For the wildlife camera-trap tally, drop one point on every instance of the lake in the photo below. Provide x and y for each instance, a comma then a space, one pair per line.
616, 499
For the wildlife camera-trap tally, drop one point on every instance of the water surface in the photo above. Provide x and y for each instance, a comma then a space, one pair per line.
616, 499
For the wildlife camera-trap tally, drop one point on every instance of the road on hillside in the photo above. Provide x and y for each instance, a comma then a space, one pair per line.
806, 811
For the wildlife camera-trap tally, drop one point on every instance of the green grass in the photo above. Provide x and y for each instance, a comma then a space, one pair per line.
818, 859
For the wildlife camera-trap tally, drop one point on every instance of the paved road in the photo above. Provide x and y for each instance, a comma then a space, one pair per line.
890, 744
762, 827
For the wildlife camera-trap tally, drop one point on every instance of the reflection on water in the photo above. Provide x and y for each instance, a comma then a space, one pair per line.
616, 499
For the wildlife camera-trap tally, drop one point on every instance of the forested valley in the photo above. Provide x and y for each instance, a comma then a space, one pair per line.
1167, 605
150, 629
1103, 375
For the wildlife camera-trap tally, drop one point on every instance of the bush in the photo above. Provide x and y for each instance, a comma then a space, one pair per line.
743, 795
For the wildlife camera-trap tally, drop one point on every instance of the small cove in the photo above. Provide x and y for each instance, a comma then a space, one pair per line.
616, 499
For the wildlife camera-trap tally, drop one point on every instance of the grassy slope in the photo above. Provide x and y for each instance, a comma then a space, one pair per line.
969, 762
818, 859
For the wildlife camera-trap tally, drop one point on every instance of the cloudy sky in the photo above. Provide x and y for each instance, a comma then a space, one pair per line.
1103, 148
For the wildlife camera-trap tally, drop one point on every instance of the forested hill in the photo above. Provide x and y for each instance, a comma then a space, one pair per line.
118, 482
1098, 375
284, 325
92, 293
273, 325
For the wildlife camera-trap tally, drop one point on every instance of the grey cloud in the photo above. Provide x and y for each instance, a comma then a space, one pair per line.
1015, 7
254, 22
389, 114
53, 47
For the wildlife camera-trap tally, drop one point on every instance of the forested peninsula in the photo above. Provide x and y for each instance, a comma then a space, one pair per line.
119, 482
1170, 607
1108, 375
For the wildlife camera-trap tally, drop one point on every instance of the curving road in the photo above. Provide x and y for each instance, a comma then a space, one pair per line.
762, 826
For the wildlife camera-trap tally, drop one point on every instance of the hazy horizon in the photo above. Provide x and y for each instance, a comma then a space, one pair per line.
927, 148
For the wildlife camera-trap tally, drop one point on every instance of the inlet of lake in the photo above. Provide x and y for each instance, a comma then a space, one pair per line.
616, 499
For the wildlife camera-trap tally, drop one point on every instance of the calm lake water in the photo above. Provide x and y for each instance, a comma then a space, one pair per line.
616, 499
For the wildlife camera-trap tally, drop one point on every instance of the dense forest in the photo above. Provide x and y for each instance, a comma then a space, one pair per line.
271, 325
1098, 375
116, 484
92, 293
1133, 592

○ ○ ○ ○

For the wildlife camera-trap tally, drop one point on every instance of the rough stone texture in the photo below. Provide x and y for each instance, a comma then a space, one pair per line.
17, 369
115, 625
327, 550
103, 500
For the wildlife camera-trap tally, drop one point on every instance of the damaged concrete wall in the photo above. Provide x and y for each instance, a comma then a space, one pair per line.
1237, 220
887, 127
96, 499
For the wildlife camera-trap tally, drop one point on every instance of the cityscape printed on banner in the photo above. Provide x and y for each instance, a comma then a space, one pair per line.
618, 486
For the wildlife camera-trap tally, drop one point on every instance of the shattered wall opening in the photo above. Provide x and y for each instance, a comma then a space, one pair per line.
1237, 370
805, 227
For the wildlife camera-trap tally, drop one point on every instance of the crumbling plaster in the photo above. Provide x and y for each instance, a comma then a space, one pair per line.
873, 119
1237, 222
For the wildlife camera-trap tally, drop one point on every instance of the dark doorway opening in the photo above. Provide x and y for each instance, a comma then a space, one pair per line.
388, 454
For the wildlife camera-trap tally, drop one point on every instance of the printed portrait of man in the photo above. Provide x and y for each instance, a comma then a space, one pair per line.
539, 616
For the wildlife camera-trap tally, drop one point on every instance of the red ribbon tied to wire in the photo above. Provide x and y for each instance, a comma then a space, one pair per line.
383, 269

○ ○ ○ ○

◆ DO THIS ◆
Please pick out and copy every line of the records above that contains the word "road", where case counts.

◆ SOLUTION ◆
For the wildlife camera-trap tally, drop one point on every instance of the road on hillside in the photo above. Provide x and y for each instance, a comma then a space, one pair per line.
For the wildlife camera-trap tally, drop one point on every instance of the paved road in the photo above. Provide x and y for each instance, a comma then a space, one pair per line.
For the wildlife camera-trap tally, drop one point on every instance of the curving road in the photo above. Provide x and y for each instance, a comma then a space, one pair per line.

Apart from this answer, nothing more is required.